REQUESTS:
**A)** In the post about replacing plpgsql's lexer, list every option given on the "Views:" line.
**B)** In the post about replacing plpgsql's lexer, which function would the keyword lookup table be passed to under the proposed change?
**C)** Write out the stretch of the post about replacing plpgsql's lexer from "Whichever way the" through "plpgsql-specific wrapper code.", word for word.

EXCERPT PROVIDED:
╭──

Replacing plpgsql's lexer

From: Tom Lane <tgl(at)sss(dot)pgh(dot)pa(dot)us>
To: pgsql-hackers(at)postgreSQL(dot)org
Subject: Replacing plpgsql's lexer
Date: 2009-04-14 20:37:06
Message-ID: 18653.1239741426@sss.pgh.pa.us
Views: Raw Message | Whole Thread | Download mbox | Resend email
Thread:
Lists: pgsql-hackers

Whichever way the current discussion about Unicode literals turns out,
it's clear that plpgsql is not up to speed on matching the core lexer's
behavior --- it's wrong anyway with respect to
standard_conforming_strings.

I had earlier speculated semi-facetiously about ripping out the plpgsql
lexer altogether, but the more I think about it the less silly the idea
looks. Suppose that we change the core lexer so that the keyword lookup
table it's supposed to use is passed to scanner_init() rather than being
hard-wired in. Then make plpgsql call the core lexer using its own
keyword table. Everything else would match core lexical behavior
automatically. The special behavior that we do want, such as being
able to construct a string representing a desired subrange of the input,
could all be handled in plpgsql-specific wrapper code.

╰──

DATA LINES:
╭──

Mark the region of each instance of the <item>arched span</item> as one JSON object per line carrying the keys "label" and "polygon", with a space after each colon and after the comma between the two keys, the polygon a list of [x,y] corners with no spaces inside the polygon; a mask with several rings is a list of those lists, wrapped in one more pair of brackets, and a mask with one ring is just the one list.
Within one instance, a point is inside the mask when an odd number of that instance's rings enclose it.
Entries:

╰──

ANSWERS TO THE EXERCISE:
**A)**
Raw Message
Whole Thread
Download mbox
Resend email

**B)** scanner_init()

**C)**
Whichever way the current discussion about Unicode literals turns out,
it's clear that plpgsql is not up to speed on matching the core lexer's
behavior --- it's wrong anyway with respect to
standard_conforming_strings.

I had earlier speculated semi-facetiously about ripping out the plpgsql
lexer altogether, but the more I think about it the less silly the idea
looks. Suppose that we change the core lexer so that the keyword lookup
table it's supposed to use is passed to scanner_init() rather than being
hard-wired in. Then make plpgsql call the core lexer using its own
keyword table. Everything else would match core lexical behavior
automatically. The special behavior that we do want, such as being
able to construct a string representing a desired subrange of the input,
could all be handled in plpgsql-specific wrapper code.